Start of Supplied data

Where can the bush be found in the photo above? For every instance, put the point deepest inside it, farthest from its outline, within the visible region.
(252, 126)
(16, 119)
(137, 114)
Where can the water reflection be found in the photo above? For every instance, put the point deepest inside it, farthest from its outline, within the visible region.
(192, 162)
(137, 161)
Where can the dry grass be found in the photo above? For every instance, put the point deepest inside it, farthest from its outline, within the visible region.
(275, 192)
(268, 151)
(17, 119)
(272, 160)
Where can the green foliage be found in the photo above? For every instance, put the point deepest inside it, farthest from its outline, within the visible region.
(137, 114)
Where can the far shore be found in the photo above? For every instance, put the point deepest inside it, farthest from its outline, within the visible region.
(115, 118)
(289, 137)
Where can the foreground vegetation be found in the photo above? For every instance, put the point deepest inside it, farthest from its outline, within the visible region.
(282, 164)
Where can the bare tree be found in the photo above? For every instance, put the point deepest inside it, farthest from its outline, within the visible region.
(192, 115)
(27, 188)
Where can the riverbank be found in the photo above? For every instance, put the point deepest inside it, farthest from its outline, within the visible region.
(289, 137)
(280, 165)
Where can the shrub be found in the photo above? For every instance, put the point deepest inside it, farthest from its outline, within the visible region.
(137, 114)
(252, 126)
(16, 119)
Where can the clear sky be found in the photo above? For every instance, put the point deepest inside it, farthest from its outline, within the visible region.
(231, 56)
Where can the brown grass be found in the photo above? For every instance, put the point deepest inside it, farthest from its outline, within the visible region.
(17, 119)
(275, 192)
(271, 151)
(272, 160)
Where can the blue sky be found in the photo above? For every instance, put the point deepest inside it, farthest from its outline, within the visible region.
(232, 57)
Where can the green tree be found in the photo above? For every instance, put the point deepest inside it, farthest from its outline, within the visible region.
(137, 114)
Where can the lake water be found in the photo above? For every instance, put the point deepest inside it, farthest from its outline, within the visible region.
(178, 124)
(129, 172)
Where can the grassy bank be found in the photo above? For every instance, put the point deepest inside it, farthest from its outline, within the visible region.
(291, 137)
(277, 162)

End of Supplied data
Start of Supplied data

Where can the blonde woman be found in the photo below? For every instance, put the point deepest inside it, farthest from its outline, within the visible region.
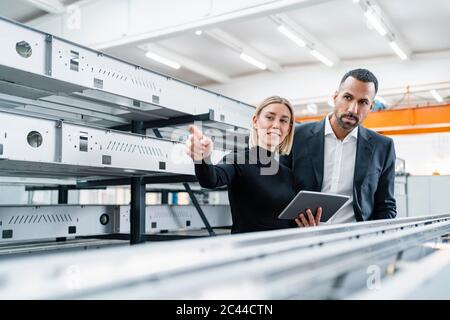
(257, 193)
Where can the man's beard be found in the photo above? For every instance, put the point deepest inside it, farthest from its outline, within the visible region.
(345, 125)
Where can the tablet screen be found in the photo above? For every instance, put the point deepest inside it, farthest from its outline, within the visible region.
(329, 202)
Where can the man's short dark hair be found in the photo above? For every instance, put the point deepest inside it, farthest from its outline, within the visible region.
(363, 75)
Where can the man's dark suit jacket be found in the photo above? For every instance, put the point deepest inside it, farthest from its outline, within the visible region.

End of Supplied data

Work required. Repeat, exactly as they stand above, the lines from the line with "Where can the man's beard" to the line with "Where can the man's dark", both lines included.

Result for this exercise.
Where can the man's beard be found in the photo above? For every instance, put the point deepest inside it, farthest from its outline, within the visible region.
(345, 125)
Where can the tablet screen be found in the photo above? For every instance, put the point deepest inside it, farthest from its outline, within the visible region.
(329, 202)
Where can the man's short dark hair be found in the photo above? For every instance, put the point deepest inside it, farthest from its outline, within the visible region.
(363, 75)
Where can the man's dark suit jacket be found in the photo above? For every instance, put the point deepest inside it, farthest from its outline, within the visible region.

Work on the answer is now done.